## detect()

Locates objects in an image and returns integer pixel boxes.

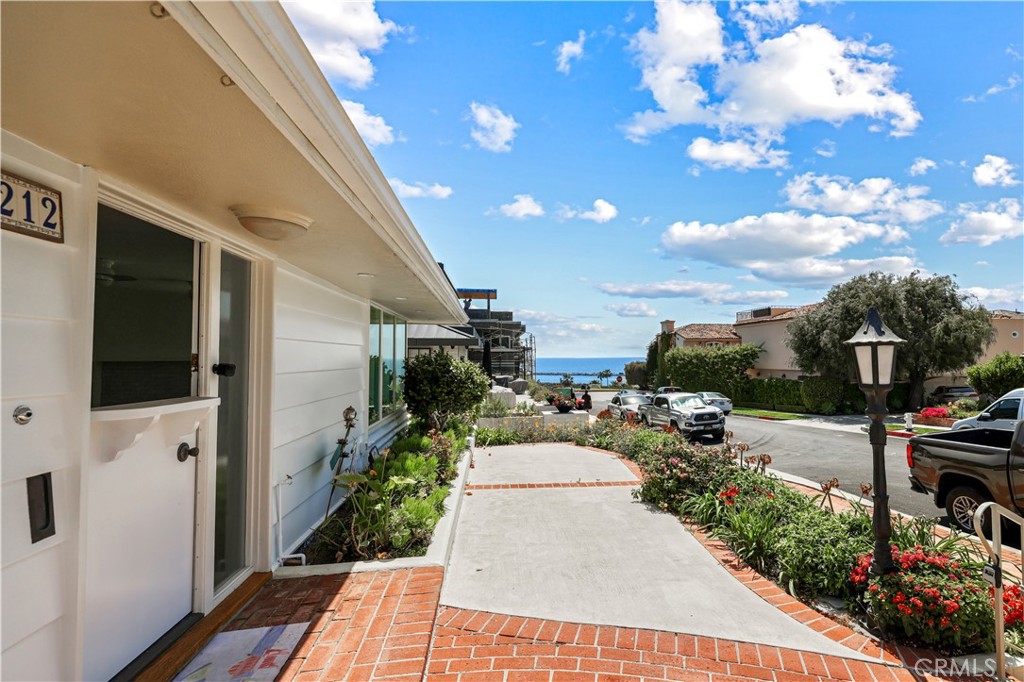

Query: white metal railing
[974,502,1024,680]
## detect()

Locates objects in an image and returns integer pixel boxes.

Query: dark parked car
[906,422,1024,532]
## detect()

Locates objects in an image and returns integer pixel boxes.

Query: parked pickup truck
[638,393,725,438]
[906,422,1024,532]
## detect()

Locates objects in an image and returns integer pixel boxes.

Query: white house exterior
[0,2,466,680]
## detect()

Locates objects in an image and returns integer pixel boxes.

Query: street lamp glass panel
[853,344,874,386]
[879,344,896,386]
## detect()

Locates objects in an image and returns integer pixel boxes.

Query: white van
[951,388,1024,431]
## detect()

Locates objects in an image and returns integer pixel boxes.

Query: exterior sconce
[231,204,313,242]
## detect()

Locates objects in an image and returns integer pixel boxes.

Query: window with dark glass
[91,206,198,408]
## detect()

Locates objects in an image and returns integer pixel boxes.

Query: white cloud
[731,0,800,43]
[906,157,937,175]
[782,173,942,223]
[686,137,790,171]
[558,199,618,223]
[515,309,610,340]
[555,31,587,76]
[282,0,402,88]
[939,199,1024,246]
[387,177,452,199]
[662,211,916,286]
[625,0,725,142]
[624,5,922,142]
[498,195,544,220]
[967,286,1024,310]
[971,154,1020,187]
[469,101,519,153]
[814,138,836,159]
[604,303,657,317]
[961,74,1021,101]
[597,280,790,309]
[341,99,394,146]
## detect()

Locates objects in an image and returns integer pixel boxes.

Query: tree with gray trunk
[786,272,995,409]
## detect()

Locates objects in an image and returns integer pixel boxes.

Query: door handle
[212,363,236,377]
[178,442,199,462]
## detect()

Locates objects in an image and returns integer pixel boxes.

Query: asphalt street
[591,392,945,518]
[726,416,945,517]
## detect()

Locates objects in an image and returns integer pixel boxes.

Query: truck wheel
[946,485,988,535]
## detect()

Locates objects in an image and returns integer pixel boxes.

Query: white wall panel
[274,303,362,345]
[2,545,66,657]
[0,231,76,319]
[0,317,74,395]
[273,368,364,410]
[274,336,366,375]
[0,619,66,682]
[272,396,348,447]
[271,269,370,551]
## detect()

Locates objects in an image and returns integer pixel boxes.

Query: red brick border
[426,606,913,682]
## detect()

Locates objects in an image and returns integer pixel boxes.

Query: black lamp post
[847,306,903,576]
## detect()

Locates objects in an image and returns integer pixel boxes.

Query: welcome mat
[174,623,309,682]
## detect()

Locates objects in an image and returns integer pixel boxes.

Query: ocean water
[537,357,644,383]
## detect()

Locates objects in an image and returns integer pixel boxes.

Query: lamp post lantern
[846,306,903,576]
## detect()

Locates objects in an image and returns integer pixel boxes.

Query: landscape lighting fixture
[231,204,313,242]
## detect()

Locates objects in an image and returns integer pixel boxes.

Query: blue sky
[284,0,1024,356]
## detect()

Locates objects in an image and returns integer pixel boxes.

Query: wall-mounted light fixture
[231,204,313,242]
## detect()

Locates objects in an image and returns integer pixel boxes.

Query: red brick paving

+--

Brief »
Show each line in the records above that contains the string "fixture". Case counts.

Reply to the task »
Query: landscape lighting fixture
Query: wall-mounted light fixture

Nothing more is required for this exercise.